(THE PROBLEM):
Repeat verbatim, and only, the lines of the data below, beginning at the line that contains "query: curb" and stopping after the line that contains "query: tram windshield wiper".

(Saved data entries)

- - -

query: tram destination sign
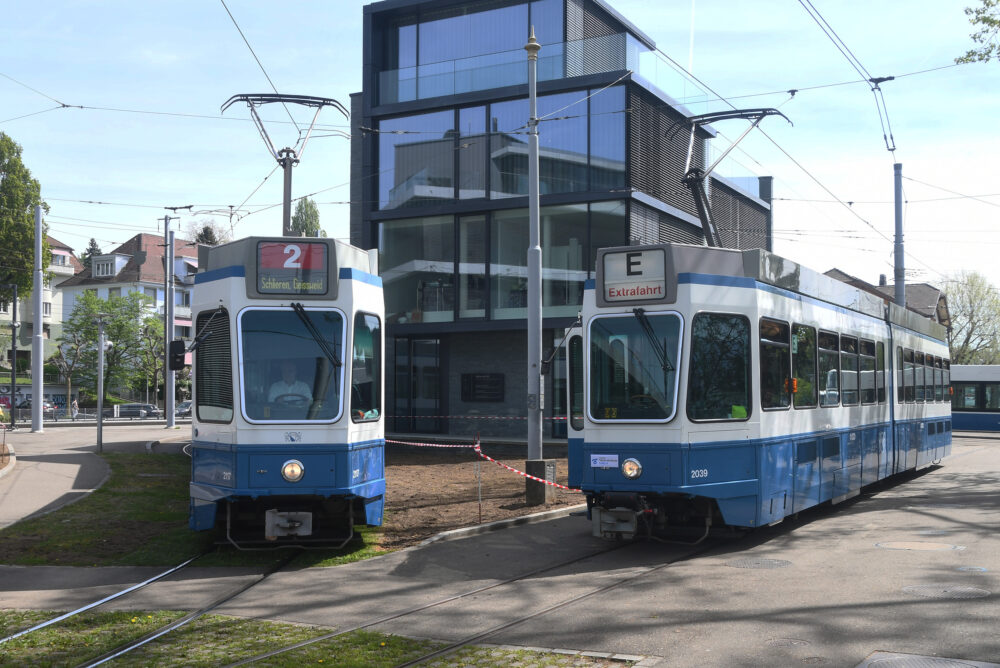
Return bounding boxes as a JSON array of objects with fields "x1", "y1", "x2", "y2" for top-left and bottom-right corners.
[
  {"x1": 599, "y1": 247, "x2": 670, "y2": 305},
  {"x1": 257, "y1": 241, "x2": 329, "y2": 295}
]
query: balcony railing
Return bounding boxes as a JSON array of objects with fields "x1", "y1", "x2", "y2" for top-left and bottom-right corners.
[{"x1": 378, "y1": 33, "x2": 627, "y2": 105}]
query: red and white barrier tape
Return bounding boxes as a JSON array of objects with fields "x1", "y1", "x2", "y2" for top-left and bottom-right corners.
[{"x1": 386, "y1": 437, "x2": 581, "y2": 492}]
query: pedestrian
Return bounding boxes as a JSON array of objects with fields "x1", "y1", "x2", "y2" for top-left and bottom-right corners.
[{"x1": 71, "y1": 398, "x2": 79, "y2": 420}]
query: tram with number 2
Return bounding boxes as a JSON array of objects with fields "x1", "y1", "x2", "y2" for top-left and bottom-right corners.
[
  {"x1": 174, "y1": 236, "x2": 384, "y2": 547},
  {"x1": 566, "y1": 243, "x2": 951, "y2": 540}
]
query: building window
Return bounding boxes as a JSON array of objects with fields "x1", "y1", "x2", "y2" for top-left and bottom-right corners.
[
  {"x1": 491, "y1": 208, "x2": 528, "y2": 319},
  {"x1": 94, "y1": 260, "x2": 114, "y2": 277},
  {"x1": 590, "y1": 85, "x2": 627, "y2": 191},
  {"x1": 0, "y1": 301, "x2": 7, "y2": 314},
  {"x1": 108, "y1": 287, "x2": 121, "y2": 299},
  {"x1": 379, "y1": 110, "x2": 455, "y2": 210},
  {"x1": 42, "y1": 302, "x2": 51, "y2": 317},
  {"x1": 51, "y1": 254, "x2": 68, "y2": 266},
  {"x1": 380, "y1": 216, "x2": 454, "y2": 324},
  {"x1": 459, "y1": 106, "x2": 487, "y2": 200},
  {"x1": 459, "y1": 215, "x2": 486, "y2": 318}
]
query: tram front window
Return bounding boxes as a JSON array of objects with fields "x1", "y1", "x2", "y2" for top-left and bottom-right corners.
[
  {"x1": 239, "y1": 308, "x2": 344, "y2": 422},
  {"x1": 589, "y1": 312, "x2": 681, "y2": 421}
]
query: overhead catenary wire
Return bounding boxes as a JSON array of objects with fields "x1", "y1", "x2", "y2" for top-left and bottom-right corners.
[{"x1": 218, "y1": 0, "x2": 300, "y2": 135}]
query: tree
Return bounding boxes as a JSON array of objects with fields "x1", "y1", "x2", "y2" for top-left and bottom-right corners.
[
  {"x1": 185, "y1": 219, "x2": 231, "y2": 247},
  {"x1": 957, "y1": 0, "x2": 1000, "y2": 63},
  {"x1": 135, "y1": 314, "x2": 165, "y2": 406},
  {"x1": 946, "y1": 271, "x2": 1000, "y2": 364},
  {"x1": 80, "y1": 238, "x2": 102, "y2": 271},
  {"x1": 63, "y1": 291, "x2": 149, "y2": 401},
  {"x1": 51, "y1": 327, "x2": 88, "y2": 411},
  {"x1": 290, "y1": 197, "x2": 326, "y2": 237},
  {"x1": 0, "y1": 132, "x2": 50, "y2": 297}
]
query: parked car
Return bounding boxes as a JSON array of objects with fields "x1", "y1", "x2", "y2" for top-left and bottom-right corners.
[
  {"x1": 175, "y1": 400, "x2": 192, "y2": 417},
  {"x1": 16, "y1": 399, "x2": 55, "y2": 412}
]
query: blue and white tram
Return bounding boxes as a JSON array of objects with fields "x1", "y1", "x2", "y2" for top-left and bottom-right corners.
[
  {"x1": 950, "y1": 365, "x2": 1000, "y2": 431},
  {"x1": 567, "y1": 243, "x2": 952, "y2": 540},
  {"x1": 184, "y1": 236, "x2": 384, "y2": 546}
]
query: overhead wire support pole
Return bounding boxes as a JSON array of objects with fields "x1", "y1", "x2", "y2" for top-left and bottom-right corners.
[
  {"x1": 221, "y1": 93, "x2": 349, "y2": 237},
  {"x1": 160, "y1": 212, "x2": 182, "y2": 425},
  {"x1": 894, "y1": 163, "x2": 905, "y2": 307}
]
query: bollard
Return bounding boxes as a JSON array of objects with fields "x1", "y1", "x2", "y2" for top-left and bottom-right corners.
[{"x1": 525, "y1": 459, "x2": 557, "y2": 506}]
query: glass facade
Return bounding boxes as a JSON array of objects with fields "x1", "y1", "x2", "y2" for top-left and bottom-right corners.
[
  {"x1": 379, "y1": 0, "x2": 564, "y2": 104},
  {"x1": 379, "y1": 202, "x2": 623, "y2": 324},
  {"x1": 378, "y1": 87, "x2": 626, "y2": 210},
  {"x1": 379, "y1": 110, "x2": 455, "y2": 210},
  {"x1": 380, "y1": 216, "x2": 454, "y2": 325}
]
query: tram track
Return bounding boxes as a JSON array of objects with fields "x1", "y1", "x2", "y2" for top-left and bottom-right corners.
[{"x1": 222, "y1": 534, "x2": 729, "y2": 667}]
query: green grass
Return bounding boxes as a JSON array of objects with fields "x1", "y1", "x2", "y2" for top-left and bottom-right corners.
[
  {"x1": 0, "y1": 611, "x2": 442, "y2": 668},
  {"x1": 0, "y1": 452, "x2": 388, "y2": 568}
]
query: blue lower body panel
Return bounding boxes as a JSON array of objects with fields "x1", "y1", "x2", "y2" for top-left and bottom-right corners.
[
  {"x1": 189, "y1": 439, "x2": 385, "y2": 532},
  {"x1": 581, "y1": 421, "x2": 949, "y2": 531}
]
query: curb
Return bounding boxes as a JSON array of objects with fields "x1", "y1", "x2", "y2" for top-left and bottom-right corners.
[
  {"x1": 0, "y1": 443, "x2": 15, "y2": 482},
  {"x1": 418, "y1": 503, "x2": 588, "y2": 546}
]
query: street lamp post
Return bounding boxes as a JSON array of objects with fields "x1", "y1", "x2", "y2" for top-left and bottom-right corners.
[
  {"x1": 95, "y1": 313, "x2": 108, "y2": 453},
  {"x1": 3, "y1": 283, "x2": 17, "y2": 430}
]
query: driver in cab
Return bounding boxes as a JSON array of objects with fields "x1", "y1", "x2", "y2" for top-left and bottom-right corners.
[{"x1": 268, "y1": 361, "x2": 313, "y2": 405}]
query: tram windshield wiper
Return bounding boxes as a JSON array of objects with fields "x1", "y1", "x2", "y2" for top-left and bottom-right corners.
[
  {"x1": 187, "y1": 306, "x2": 224, "y2": 352},
  {"x1": 633, "y1": 308, "x2": 674, "y2": 372},
  {"x1": 290, "y1": 302, "x2": 342, "y2": 368}
]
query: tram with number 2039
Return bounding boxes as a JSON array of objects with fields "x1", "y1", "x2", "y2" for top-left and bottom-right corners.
[
  {"x1": 566, "y1": 243, "x2": 951, "y2": 540},
  {"x1": 173, "y1": 236, "x2": 384, "y2": 547}
]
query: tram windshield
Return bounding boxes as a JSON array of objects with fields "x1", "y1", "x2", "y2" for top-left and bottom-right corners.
[
  {"x1": 239, "y1": 307, "x2": 345, "y2": 422},
  {"x1": 589, "y1": 312, "x2": 682, "y2": 421}
]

- - -

(RESPONSE TO THIS EXERCISE):
query: curb
Return bounding boxes as a JSON array of objects with fields "x1", "y1", "x2", "y2" for top-left and bottom-right corners.
[
  {"x1": 0, "y1": 443, "x2": 15, "y2": 482},
  {"x1": 418, "y1": 503, "x2": 588, "y2": 546}
]
query: street lamp post
Return bounding boxes as a JSON array of objects with fields "x1", "y1", "x2", "y2" for top-left and bottom-right corners.
[
  {"x1": 95, "y1": 313, "x2": 108, "y2": 453},
  {"x1": 3, "y1": 283, "x2": 17, "y2": 430}
]
query: driver in cab
Return bounding boxes as a JSON array of objects with fields "x1", "y1", "x2", "y2" for top-left and bottom-right corners.
[{"x1": 268, "y1": 361, "x2": 313, "y2": 405}]
query: tram windshield wiper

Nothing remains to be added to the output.